Task prompt
Quote, word for word, the stretch of rows below from the line containing "Draw the outline of every instance of the recessed" through the end of the rows.

Records supplied

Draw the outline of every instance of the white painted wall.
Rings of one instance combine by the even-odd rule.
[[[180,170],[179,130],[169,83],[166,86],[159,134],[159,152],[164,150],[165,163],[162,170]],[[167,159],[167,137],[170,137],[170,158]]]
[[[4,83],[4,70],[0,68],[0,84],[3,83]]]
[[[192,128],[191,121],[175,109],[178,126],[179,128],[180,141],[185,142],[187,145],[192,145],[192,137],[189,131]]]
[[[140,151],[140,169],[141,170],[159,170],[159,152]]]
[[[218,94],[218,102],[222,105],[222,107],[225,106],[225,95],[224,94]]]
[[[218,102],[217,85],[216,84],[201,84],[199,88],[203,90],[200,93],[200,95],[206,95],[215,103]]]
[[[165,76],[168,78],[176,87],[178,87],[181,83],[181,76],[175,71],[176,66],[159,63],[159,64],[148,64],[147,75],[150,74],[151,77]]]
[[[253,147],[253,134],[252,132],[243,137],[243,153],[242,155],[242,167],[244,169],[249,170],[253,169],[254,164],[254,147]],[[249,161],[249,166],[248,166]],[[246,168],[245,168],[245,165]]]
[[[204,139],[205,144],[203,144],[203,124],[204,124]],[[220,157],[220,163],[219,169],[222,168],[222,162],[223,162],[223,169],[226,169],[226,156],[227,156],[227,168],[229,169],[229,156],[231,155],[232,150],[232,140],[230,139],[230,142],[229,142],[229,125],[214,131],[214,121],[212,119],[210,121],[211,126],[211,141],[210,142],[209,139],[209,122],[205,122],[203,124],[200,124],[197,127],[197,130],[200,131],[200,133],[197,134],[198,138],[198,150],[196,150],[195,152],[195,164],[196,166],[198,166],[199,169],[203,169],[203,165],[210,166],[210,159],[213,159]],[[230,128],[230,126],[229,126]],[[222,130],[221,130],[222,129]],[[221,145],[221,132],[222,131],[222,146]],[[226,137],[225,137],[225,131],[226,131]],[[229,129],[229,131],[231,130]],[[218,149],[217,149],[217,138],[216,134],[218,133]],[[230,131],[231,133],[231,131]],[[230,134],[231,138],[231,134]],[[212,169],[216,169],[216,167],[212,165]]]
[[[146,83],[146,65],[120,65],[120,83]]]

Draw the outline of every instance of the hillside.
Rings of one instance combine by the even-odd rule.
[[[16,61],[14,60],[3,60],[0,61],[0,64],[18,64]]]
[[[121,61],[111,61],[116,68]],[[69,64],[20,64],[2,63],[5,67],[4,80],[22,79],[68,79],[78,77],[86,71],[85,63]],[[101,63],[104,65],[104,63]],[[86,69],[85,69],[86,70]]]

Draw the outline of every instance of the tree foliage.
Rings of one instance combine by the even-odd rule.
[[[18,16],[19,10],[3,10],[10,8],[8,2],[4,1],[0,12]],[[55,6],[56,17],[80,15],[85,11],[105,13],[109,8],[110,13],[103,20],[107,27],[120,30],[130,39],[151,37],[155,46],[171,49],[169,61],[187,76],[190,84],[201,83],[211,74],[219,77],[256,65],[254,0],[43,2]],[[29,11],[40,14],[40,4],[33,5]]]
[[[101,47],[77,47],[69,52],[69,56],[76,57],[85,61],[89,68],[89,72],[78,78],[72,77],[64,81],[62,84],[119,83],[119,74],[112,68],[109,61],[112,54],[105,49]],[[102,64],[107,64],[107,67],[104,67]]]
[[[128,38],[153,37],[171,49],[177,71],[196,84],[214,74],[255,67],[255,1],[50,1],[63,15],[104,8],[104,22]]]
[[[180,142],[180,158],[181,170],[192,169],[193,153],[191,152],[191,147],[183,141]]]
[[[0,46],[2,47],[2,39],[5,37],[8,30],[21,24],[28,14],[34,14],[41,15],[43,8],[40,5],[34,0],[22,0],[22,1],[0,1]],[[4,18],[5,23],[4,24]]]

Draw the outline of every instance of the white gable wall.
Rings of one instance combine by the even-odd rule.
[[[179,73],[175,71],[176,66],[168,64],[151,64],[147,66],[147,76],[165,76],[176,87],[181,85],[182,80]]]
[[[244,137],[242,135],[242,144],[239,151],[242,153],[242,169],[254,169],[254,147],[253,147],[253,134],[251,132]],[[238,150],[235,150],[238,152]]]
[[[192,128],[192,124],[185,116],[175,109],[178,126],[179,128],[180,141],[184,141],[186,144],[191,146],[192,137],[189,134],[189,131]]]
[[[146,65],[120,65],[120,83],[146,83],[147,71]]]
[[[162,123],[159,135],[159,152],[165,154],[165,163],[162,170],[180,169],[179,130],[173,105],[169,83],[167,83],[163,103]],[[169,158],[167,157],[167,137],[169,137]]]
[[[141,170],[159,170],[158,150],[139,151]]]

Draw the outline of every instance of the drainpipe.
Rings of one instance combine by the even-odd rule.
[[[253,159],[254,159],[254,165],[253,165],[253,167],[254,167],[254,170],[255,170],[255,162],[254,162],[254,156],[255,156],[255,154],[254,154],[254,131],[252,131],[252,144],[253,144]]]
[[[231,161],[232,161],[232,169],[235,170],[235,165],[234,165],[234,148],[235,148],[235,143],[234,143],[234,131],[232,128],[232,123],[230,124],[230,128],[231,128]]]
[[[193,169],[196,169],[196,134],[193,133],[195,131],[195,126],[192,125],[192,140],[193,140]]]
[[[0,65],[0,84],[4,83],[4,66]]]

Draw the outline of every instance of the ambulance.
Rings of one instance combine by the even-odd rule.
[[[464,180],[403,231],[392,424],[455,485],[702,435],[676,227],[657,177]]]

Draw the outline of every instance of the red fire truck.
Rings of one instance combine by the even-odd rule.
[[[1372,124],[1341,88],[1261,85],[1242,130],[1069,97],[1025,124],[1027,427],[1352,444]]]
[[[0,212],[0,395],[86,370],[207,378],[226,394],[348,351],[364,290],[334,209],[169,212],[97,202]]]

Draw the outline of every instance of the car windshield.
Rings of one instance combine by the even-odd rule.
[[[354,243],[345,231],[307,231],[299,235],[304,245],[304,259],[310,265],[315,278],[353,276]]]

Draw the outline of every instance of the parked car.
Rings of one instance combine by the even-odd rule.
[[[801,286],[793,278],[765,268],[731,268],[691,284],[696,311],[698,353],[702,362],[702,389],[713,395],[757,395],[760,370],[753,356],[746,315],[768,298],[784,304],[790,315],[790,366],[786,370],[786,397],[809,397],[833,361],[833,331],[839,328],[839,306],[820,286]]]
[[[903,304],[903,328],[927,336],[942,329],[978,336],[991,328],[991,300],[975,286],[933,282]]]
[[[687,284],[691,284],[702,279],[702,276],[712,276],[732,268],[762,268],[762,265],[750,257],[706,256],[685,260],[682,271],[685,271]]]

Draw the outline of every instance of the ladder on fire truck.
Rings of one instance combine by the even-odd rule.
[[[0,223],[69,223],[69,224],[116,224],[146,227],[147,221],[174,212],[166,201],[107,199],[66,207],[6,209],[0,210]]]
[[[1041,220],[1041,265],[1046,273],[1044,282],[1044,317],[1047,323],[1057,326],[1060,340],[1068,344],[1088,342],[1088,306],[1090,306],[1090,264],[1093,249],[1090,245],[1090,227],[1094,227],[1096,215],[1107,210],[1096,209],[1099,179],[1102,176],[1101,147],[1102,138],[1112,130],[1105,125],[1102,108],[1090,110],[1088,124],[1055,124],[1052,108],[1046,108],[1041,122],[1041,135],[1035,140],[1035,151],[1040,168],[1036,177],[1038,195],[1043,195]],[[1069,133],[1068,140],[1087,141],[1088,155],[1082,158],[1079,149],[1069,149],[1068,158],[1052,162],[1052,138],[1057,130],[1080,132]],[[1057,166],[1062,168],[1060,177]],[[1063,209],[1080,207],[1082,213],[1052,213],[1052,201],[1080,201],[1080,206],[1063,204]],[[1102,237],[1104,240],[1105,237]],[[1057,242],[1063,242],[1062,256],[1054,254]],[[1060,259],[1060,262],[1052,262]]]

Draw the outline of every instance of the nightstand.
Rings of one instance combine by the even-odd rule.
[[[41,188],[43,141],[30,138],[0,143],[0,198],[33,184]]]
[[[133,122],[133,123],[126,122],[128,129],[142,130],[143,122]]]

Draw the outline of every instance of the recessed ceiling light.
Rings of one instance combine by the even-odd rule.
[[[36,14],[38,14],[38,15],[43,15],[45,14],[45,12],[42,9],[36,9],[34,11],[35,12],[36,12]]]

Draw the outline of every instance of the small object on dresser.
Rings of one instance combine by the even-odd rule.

Solution
Draw the outline of every instance of the recessed ceiling light.
Rings of one instance combine by the even-odd rule.
[[[36,14],[38,14],[38,15],[43,15],[45,14],[45,12],[42,9],[36,9],[34,11],[35,12],[36,12]]]

Draw the outline of every instance of the small object on dresser.
Rings of one instance combine by the even-odd rule.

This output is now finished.